Baker is very confident it is the right product.
"We are one of the better selling spirits even in craft retail," he says. "But, there area lot of occasions where shaking up an espresso martini at home, or having a Mr Black on the rocks, doesn't really work. Like barbecues, picnics, Friday right after work. There are a lot of occasions where Mr Black just is not the most convenient thing.
"Ultimately, that is what the premise of RTD (ready to drink) is based around, convenience. Whether it's a rum and coke, or finely crafted Mr Black espresso martini, it's just like, crack it and drink it. So that's really why there is this whole nother opportunity for our drink that we previously could not service with our bottles."
Baker knows his customers, too. He's spent a lot of time in hospitality. ("I've spent a lot of time in bars talking to people how they drink and why they drink," he says with a laugh.)He knows what the vibe of an espresso martini is.

Problem requirements: Update the Mr Black passage from "Baker knows his" to "espresso martini is.", replacing "bars" with "pubs".

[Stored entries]
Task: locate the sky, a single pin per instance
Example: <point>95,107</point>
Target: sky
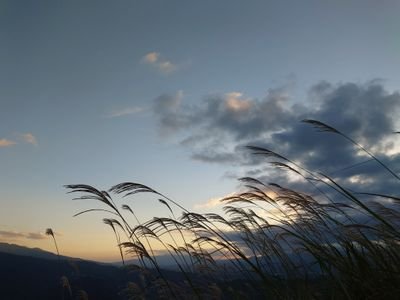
<point>168,93</point>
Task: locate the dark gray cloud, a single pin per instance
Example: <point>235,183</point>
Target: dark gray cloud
<point>217,129</point>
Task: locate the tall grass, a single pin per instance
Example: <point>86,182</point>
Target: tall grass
<point>272,241</point>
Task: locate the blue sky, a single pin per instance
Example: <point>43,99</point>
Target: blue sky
<point>101,92</point>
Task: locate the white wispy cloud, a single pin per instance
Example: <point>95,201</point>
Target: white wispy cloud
<point>155,60</point>
<point>125,112</point>
<point>29,138</point>
<point>6,143</point>
<point>212,202</point>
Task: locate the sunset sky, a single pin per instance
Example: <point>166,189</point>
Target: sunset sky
<point>167,93</point>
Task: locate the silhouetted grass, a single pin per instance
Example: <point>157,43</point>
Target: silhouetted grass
<point>272,241</point>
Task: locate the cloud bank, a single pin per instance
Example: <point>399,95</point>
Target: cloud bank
<point>6,143</point>
<point>217,129</point>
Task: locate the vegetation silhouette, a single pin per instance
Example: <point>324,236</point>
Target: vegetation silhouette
<point>272,241</point>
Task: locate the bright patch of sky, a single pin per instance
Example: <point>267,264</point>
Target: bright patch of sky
<point>102,92</point>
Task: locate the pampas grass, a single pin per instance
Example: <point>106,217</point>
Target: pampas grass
<point>272,241</point>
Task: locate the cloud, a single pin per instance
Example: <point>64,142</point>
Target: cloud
<point>155,60</point>
<point>125,112</point>
<point>6,143</point>
<point>29,138</point>
<point>12,235</point>
<point>212,203</point>
<point>217,129</point>
<point>35,236</point>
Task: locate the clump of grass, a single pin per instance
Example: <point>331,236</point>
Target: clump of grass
<point>272,241</point>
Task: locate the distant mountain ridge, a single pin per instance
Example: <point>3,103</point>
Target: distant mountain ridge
<point>26,251</point>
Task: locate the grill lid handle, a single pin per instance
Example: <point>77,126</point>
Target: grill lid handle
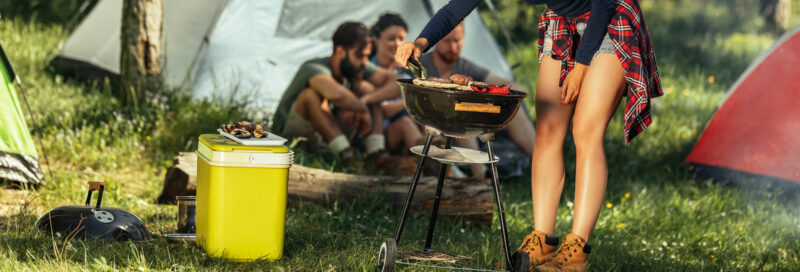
<point>95,186</point>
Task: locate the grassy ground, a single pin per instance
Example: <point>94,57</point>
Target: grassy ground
<point>658,217</point>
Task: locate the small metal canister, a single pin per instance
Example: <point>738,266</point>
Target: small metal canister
<point>186,214</point>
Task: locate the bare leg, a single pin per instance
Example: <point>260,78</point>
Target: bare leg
<point>310,106</point>
<point>520,129</point>
<point>547,167</point>
<point>599,97</point>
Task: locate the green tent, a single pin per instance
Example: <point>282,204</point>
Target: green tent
<point>19,161</point>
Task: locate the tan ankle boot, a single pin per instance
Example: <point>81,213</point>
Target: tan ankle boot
<point>572,256</point>
<point>536,249</point>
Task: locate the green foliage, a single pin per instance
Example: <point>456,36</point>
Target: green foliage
<point>658,217</point>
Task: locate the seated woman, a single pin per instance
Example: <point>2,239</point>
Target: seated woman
<point>401,132</point>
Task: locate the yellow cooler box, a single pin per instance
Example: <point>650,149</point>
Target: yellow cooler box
<point>241,198</point>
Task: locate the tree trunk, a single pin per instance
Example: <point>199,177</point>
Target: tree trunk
<point>140,45</point>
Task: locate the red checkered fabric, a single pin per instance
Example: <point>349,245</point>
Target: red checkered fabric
<point>634,49</point>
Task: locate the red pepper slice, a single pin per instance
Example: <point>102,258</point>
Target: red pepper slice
<point>491,89</point>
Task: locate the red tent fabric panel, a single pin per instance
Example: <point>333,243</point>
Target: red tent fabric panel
<point>757,128</point>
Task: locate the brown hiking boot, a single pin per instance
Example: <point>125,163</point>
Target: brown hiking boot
<point>572,256</point>
<point>536,249</point>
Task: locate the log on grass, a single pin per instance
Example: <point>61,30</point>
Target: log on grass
<point>181,178</point>
<point>470,198</point>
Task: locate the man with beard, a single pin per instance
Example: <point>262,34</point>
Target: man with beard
<point>445,60</point>
<point>327,101</point>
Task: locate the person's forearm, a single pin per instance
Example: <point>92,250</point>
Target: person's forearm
<point>446,19</point>
<point>349,101</point>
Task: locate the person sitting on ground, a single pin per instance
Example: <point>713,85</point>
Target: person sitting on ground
<point>326,98</point>
<point>444,60</point>
<point>401,132</point>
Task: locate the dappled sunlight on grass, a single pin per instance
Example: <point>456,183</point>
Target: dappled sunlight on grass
<point>656,215</point>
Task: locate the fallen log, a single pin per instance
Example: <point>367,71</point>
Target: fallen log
<point>468,198</point>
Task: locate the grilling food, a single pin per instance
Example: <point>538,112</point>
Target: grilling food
<point>462,83</point>
<point>245,130</point>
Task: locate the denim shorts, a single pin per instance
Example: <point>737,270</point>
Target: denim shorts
<point>605,47</point>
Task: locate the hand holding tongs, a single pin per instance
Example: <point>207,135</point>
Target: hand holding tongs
<point>417,68</point>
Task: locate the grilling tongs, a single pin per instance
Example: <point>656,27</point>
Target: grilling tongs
<point>417,68</point>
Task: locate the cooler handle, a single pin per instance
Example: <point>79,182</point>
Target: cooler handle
<point>95,186</point>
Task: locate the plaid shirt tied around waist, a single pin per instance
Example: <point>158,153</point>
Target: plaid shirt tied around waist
<point>633,47</point>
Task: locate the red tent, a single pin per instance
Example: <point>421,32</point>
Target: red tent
<point>756,131</point>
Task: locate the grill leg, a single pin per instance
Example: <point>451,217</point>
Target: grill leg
<point>500,210</point>
<point>440,184</point>
<point>413,188</point>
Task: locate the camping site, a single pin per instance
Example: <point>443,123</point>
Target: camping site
<point>712,184</point>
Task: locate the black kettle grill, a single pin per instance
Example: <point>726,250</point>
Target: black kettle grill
<point>110,224</point>
<point>453,114</point>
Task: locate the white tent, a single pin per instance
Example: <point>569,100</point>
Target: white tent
<point>252,48</point>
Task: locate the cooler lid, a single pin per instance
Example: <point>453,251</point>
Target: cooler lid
<point>218,142</point>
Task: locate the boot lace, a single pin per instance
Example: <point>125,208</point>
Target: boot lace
<point>531,242</point>
<point>566,250</point>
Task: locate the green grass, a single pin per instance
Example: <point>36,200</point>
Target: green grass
<point>659,217</point>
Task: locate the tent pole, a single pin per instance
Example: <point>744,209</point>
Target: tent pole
<point>511,44</point>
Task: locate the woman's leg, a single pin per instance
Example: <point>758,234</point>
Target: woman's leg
<point>599,97</point>
<point>520,128</point>
<point>547,166</point>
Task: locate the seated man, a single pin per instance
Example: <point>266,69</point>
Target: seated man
<point>445,60</point>
<point>325,99</point>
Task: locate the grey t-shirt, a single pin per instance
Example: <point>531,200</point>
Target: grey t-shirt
<point>462,66</point>
<point>306,71</point>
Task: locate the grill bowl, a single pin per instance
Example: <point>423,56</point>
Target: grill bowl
<point>456,113</point>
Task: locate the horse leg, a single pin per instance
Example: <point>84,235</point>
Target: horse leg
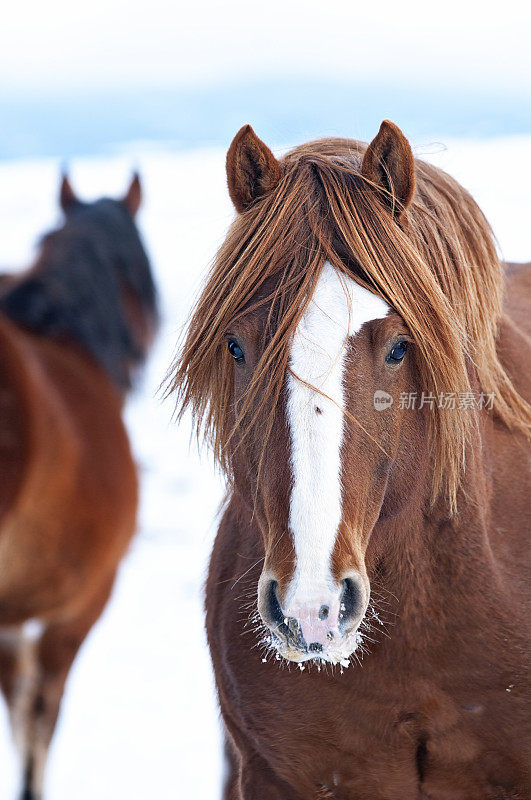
<point>34,694</point>
<point>19,675</point>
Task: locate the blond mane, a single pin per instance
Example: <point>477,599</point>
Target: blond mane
<point>439,270</point>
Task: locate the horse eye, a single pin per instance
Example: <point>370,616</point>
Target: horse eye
<point>397,353</point>
<point>236,351</point>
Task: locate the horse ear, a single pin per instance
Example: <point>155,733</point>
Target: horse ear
<point>252,169</point>
<point>67,196</point>
<point>388,164</point>
<point>133,196</point>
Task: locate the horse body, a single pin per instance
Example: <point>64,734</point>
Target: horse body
<point>438,706</point>
<point>77,482</point>
<point>366,610</point>
<point>72,330</point>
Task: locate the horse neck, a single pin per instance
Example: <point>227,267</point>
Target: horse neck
<point>34,430</point>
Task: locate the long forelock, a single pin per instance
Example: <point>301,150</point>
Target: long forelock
<point>440,272</point>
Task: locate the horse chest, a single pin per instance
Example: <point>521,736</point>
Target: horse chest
<point>348,737</point>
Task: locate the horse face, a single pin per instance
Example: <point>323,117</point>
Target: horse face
<point>329,465</point>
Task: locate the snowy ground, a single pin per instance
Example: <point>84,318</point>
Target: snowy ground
<point>139,718</point>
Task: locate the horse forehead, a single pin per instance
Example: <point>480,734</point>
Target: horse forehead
<point>337,311</point>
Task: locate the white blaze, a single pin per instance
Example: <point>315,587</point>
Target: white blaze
<point>338,309</point>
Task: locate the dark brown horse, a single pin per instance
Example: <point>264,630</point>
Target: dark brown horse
<point>72,331</point>
<point>359,360</point>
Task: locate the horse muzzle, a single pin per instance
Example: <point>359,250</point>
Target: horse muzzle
<point>315,622</point>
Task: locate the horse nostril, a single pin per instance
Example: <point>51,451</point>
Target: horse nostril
<point>274,609</point>
<point>350,600</point>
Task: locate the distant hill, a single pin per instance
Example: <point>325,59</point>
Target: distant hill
<point>281,111</point>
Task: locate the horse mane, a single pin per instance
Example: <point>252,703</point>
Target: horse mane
<point>77,290</point>
<point>439,270</point>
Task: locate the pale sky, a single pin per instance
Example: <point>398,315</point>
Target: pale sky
<point>61,44</point>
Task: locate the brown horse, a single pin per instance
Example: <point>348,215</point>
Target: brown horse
<point>357,361</point>
<point>72,331</point>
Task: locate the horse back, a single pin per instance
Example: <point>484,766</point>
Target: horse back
<point>68,509</point>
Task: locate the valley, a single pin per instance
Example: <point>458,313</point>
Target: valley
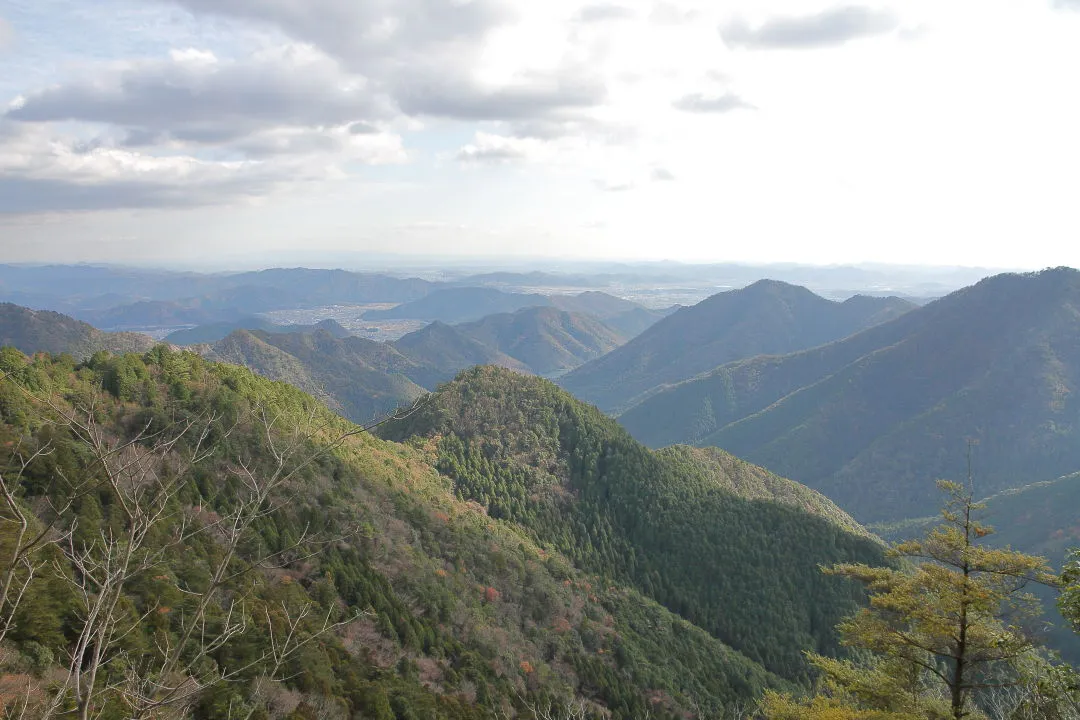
<point>518,544</point>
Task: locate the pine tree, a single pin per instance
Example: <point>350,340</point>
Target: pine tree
<point>946,621</point>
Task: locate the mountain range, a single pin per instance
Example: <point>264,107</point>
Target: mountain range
<point>509,557</point>
<point>765,318</point>
<point>42,330</point>
<point>874,419</point>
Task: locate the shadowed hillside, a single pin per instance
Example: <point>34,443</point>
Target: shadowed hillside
<point>766,317</point>
<point>41,330</point>
<point>707,537</point>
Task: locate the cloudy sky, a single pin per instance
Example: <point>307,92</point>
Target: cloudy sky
<point>923,131</point>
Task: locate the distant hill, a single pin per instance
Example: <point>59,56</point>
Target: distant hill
<point>466,304</point>
<point>766,317</point>
<point>215,331</point>
<point>447,351</point>
<point>360,378</point>
<point>42,330</point>
<point>725,545</point>
<point>541,340</point>
<point>873,420</point>
<point>594,302</point>
<point>207,299</point>
<point>545,340</point>
<point>460,304</point>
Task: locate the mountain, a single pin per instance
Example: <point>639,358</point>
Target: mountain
<point>206,299</point>
<point>873,420</point>
<point>545,340</point>
<point>541,340</point>
<point>634,322</point>
<point>449,351</point>
<point>460,304</point>
<point>436,609</point>
<point>41,330</point>
<point>215,331</point>
<point>594,302</point>
<point>766,317</point>
<point>704,535</point>
<point>466,304</point>
<point>360,378</point>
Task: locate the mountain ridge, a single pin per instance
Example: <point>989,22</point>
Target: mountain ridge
<point>766,317</point>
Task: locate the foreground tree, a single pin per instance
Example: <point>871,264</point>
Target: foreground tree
<point>945,628</point>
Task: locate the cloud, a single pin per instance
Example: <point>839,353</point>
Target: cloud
<point>669,13</point>
<point>423,55</point>
<point>615,186</point>
<point>7,35</point>
<point>534,96</point>
<point>828,28</point>
<point>702,103</point>
<point>493,149</point>
<point>43,170</point>
<point>381,32</point>
<point>193,97</point>
<point>604,12</point>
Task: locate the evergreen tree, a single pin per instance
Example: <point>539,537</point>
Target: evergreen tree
<point>944,625</point>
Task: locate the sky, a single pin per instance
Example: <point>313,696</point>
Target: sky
<point>787,131</point>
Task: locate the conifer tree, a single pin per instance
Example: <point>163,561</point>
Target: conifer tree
<point>943,625</point>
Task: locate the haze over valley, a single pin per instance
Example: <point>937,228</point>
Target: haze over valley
<point>480,360</point>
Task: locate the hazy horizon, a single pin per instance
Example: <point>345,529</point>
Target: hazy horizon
<point>161,132</point>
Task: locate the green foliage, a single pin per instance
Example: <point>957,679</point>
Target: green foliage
<point>461,616</point>
<point>768,317</point>
<point>744,570</point>
<point>944,634</point>
<point>871,419</point>
<point>41,330</point>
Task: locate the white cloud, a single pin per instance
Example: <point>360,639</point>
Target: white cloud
<point>872,141</point>
<point>7,35</point>
<point>827,28</point>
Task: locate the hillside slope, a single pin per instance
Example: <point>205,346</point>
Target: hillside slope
<point>42,330</point>
<point>360,378</point>
<point>766,317</point>
<point>447,613</point>
<point>460,304</point>
<point>215,331</point>
<point>746,570</point>
<point>872,421</point>
<point>545,340</point>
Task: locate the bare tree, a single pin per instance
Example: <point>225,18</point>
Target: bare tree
<point>145,474</point>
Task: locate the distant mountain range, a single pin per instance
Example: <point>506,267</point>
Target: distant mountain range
<point>41,330</point>
<point>873,420</point>
<point>464,304</point>
<point>362,378</point>
<point>767,317</point>
<point>729,546</point>
<point>215,331</point>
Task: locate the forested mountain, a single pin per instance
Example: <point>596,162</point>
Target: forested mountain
<point>766,317</point>
<point>873,420</point>
<point>360,378</point>
<point>41,330</point>
<point>127,297</point>
<point>743,569</point>
<point>460,304</point>
<point>464,304</point>
<point>215,331</point>
<point>545,340</point>
<point>328,574</point>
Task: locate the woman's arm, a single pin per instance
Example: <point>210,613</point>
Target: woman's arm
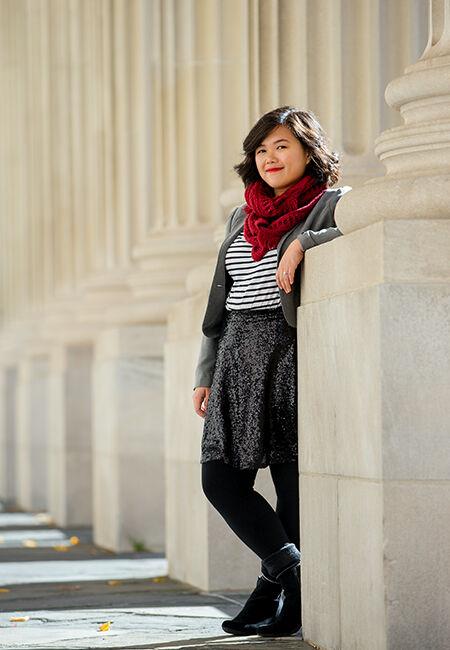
<point>330,231</point>
<point>208,345</point>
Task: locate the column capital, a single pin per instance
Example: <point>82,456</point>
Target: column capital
<point>416,154</point>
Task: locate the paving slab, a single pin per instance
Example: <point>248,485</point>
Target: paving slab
<point>67,594</point>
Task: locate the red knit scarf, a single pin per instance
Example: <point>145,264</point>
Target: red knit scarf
<point>269,217</point>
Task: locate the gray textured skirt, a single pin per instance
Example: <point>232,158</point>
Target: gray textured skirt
<point>251,417</point>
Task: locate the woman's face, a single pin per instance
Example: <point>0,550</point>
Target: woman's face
<point>283,152</point>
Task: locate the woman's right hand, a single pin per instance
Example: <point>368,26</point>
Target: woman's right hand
<point>200,399</point>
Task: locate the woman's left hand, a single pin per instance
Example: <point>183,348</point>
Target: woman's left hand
<point>292,257</point>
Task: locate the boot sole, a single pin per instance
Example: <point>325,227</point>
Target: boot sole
<point>274,635</point>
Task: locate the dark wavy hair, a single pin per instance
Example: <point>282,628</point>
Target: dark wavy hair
<point>304,125</point>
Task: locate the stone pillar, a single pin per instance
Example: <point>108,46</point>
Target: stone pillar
<point>128,467</point>
<point>8,382</point>
<point>374,368</point>
<point>70,446</point>
<point>32,427</point>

Task output:
Baker knows his customers, too. He's spent a lot of time in hospitality. ("I've spent a lot of time in pubs talking to people how they drink and why they drink," he says with a laugh.)He knows what the vibe of an espresso martini is.